SOURCE DOCUMENT:
Entering edit mode
3.0 years ago
Zahra
▴
110
Hi all, I have raw counts of samples in a dataframe. The row names is Ensembl ID and I want to convert them to a gene symbol. So I’ve run the code below.
query <- GDCquery(project = "TCGA-COAD" ,
data.category = "Transcriptome Profiling" ,
data.type = "Gene Expression Quantification",
workflow.type = "HTSeq - Counts" ,
sample.type = c("Primary Tumor", "Solid Tissue Normal"),
experimental.strategy = "RNA-Seq")
GDCdownload(query)
query.counts.colon <- GDCprepare(query)
ColonMatrix <- as.data.frame(SummarizedExperiment::assay(query.counts.colon ))
ens <- row.names(ColonMatrix)
> length(ens)
[1] 56602
#Ensembl id converting
require(org.Hs.eg.db)
ens_to_symbol <- mapIds(
org.Hs.eg.db,
keys = ens,
column = 'SYMBOL',
keytype = 'ENSEMBL')

DATA SHOWN:
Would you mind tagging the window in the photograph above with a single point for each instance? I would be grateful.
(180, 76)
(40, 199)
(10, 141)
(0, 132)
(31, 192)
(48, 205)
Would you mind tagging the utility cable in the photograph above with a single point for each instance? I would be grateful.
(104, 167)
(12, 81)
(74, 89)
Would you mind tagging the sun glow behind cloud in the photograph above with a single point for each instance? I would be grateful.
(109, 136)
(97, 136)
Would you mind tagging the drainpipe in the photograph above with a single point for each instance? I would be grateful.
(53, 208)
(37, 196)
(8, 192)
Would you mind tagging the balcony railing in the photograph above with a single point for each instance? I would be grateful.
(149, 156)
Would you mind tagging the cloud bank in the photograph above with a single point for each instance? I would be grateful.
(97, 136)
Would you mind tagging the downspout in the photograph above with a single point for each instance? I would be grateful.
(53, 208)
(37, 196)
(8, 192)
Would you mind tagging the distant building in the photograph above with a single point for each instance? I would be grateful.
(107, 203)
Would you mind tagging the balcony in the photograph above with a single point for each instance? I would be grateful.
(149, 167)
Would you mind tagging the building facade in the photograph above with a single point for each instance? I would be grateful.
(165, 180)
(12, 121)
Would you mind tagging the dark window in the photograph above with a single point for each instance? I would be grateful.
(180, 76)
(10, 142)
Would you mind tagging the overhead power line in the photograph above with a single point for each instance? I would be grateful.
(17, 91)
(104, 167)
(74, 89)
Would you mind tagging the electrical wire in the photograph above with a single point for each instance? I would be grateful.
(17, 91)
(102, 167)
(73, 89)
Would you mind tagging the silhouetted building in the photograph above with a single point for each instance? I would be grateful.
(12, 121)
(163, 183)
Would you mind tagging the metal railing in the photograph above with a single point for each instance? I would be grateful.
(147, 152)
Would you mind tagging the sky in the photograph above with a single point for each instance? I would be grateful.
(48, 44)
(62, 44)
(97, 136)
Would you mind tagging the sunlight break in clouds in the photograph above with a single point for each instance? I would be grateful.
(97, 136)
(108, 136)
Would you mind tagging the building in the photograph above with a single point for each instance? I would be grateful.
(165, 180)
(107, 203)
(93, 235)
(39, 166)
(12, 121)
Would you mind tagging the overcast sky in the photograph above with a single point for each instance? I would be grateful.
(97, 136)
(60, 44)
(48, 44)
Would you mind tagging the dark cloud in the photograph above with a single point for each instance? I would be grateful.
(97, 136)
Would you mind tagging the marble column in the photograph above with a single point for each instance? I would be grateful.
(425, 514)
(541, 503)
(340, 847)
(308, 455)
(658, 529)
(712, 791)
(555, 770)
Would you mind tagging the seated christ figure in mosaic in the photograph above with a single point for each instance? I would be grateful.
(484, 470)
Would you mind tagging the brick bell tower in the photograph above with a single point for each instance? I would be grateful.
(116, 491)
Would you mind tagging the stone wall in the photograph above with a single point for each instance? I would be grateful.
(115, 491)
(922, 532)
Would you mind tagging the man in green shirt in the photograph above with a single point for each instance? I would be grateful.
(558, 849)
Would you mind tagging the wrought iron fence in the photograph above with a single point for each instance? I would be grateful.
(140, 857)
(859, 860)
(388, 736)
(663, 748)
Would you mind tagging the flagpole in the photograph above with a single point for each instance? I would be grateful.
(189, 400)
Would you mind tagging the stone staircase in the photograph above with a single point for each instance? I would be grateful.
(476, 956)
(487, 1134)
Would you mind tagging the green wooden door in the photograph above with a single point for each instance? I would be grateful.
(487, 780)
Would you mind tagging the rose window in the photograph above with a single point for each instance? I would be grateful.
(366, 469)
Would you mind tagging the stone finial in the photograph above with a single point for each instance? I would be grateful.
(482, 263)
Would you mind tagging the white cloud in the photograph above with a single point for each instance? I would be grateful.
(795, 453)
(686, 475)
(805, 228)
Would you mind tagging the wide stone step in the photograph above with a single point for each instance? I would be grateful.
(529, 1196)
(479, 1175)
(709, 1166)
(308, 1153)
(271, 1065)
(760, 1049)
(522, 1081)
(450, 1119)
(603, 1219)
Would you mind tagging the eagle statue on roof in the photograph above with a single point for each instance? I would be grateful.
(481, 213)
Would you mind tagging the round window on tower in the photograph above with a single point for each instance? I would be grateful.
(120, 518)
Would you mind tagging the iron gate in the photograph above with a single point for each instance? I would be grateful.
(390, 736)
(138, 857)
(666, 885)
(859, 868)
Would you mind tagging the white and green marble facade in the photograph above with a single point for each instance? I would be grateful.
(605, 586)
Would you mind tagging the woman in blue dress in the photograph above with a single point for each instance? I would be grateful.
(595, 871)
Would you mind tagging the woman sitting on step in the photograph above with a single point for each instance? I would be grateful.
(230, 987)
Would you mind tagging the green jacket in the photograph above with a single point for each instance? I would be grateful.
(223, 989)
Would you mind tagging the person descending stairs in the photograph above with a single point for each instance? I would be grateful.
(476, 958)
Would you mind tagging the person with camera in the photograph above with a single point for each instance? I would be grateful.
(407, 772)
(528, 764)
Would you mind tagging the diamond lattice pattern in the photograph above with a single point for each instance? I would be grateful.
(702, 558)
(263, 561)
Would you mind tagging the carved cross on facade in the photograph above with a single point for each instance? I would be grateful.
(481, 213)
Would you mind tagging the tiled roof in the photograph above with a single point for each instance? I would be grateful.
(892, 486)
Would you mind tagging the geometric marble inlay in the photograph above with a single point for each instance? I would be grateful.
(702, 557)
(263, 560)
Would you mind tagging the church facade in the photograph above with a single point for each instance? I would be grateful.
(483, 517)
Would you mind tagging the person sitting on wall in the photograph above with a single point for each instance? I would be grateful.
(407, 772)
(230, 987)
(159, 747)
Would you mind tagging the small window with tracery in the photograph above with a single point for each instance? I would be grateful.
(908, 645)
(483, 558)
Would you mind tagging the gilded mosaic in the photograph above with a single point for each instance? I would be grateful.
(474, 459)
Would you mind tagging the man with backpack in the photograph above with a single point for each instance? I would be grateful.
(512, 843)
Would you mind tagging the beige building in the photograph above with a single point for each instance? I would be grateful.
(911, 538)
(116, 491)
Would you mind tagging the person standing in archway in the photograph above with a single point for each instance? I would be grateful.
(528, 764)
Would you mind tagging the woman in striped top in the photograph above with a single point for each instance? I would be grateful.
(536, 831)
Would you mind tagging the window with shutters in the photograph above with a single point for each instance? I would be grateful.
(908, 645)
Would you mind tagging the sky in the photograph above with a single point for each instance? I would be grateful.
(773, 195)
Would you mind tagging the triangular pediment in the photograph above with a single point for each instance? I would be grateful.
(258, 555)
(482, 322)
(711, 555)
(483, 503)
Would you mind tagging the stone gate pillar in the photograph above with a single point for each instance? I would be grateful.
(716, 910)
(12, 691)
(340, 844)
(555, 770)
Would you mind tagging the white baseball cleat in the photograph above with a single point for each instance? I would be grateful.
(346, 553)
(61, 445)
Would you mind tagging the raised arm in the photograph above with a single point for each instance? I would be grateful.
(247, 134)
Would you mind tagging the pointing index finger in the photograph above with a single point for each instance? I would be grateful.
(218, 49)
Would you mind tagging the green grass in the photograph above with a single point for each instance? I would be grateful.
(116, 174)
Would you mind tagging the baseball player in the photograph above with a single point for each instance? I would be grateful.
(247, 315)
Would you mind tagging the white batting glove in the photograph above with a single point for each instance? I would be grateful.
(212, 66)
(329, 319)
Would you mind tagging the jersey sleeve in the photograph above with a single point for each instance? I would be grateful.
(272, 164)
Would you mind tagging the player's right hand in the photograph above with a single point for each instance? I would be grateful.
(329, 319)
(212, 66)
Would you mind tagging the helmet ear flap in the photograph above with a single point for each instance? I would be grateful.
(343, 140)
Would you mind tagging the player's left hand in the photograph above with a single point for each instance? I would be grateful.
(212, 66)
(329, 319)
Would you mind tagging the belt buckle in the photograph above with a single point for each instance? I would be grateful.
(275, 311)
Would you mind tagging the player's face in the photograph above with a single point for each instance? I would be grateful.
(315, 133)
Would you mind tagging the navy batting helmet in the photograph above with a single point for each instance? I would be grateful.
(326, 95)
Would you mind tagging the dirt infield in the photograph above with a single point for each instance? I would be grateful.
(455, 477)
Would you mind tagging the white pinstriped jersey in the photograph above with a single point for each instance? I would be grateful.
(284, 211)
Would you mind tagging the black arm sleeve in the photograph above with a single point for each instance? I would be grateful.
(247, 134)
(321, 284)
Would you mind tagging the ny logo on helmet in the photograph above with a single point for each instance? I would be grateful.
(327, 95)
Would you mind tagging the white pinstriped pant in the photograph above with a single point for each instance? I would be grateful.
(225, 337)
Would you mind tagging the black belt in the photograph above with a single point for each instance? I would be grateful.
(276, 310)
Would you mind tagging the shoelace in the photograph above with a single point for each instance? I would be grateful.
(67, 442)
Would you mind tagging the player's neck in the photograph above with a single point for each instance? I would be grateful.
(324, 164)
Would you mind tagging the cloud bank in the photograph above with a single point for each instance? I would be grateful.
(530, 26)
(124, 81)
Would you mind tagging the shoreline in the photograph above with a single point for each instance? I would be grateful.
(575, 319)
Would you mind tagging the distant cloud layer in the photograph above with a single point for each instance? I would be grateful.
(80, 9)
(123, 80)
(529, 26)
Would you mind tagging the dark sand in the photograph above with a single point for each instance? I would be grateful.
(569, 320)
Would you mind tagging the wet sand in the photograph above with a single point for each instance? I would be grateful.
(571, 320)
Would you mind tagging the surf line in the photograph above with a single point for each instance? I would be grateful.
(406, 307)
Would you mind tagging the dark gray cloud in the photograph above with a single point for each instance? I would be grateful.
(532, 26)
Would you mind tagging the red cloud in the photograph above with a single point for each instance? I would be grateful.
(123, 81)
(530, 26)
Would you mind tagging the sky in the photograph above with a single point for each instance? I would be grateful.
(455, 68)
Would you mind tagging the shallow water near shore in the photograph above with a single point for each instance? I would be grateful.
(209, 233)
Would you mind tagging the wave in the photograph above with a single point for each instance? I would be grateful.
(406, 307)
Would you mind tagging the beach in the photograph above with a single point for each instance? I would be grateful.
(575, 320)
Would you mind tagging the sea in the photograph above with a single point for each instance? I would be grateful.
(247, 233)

REQUIRED ACTION:
In the forum post, which project is named in the GDCquery call?

ANSWER TO THIS EXERCISE:
TCGA-COAD